Image point grounding data
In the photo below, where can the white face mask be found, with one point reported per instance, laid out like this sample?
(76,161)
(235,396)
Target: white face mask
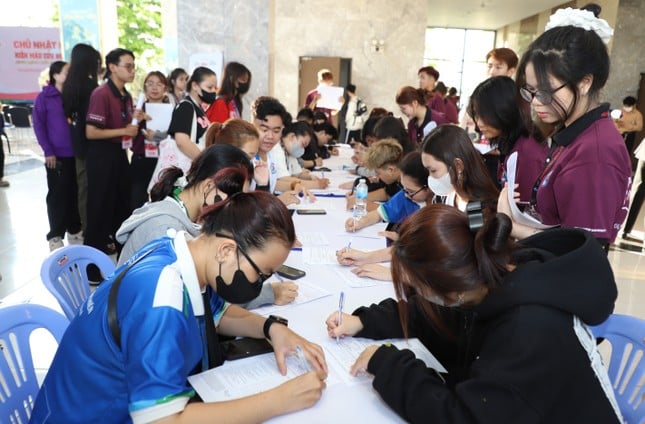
(440,186)
(296,150)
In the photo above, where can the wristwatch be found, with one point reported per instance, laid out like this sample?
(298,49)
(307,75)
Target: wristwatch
(272,320)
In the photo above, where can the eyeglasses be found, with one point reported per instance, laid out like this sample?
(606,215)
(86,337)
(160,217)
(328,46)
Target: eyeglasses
(544,96)
(262,277)
(128,66)
(274,130)
(411,195)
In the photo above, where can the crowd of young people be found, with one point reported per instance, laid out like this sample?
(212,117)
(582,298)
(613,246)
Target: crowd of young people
(497,301)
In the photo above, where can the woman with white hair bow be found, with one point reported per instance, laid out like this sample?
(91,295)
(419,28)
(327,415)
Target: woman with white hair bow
(585,180)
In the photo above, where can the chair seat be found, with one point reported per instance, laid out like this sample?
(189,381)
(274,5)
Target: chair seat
(20,384)
(626,366)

■ Task objective ■
Retype all the data exactly, please, without pictures.

■ Answer space ■
In the photo below, where can the white face mask be found, with one point reported per instance, laid out like this sample?
(76,161)
(235,396)
Target: white face mask
(440,186)
(296,150)
In the photo above, where can the wristwatch be found, with one point reported per instance, laid out like this sample?
(298,49)
(307,75)
Target: wristwatch
(272,320)
In the photo above, where can the eyeglasses be found, with one point reported per instance, laid out like this sample?
(606,215)
(86,337)
(160,217)
(328,46)
Target: eyeglasses
(544,96)
(262,277)
(128,66)
(274,130)
(411,195)
In the photo above, where can the crowd of young people be found, with one point reported per instance, laid out like this sample?
(212,117)
(582,298)
(613,246)
Target: crowd of young people
(497,301)
In the photo above, where can the woman with white hair bow be found, with one point reported per instance, laid out like this sample?
(91,295)
(419,28)
(327,415)
Target: woman with white hair bow
(585,180)
In the photo above, where can the chair seat be found, with one point reported per instance, laid out like this sample?
(189,381)
(274,5)
Target: chair seat
(20,384)
(626,366)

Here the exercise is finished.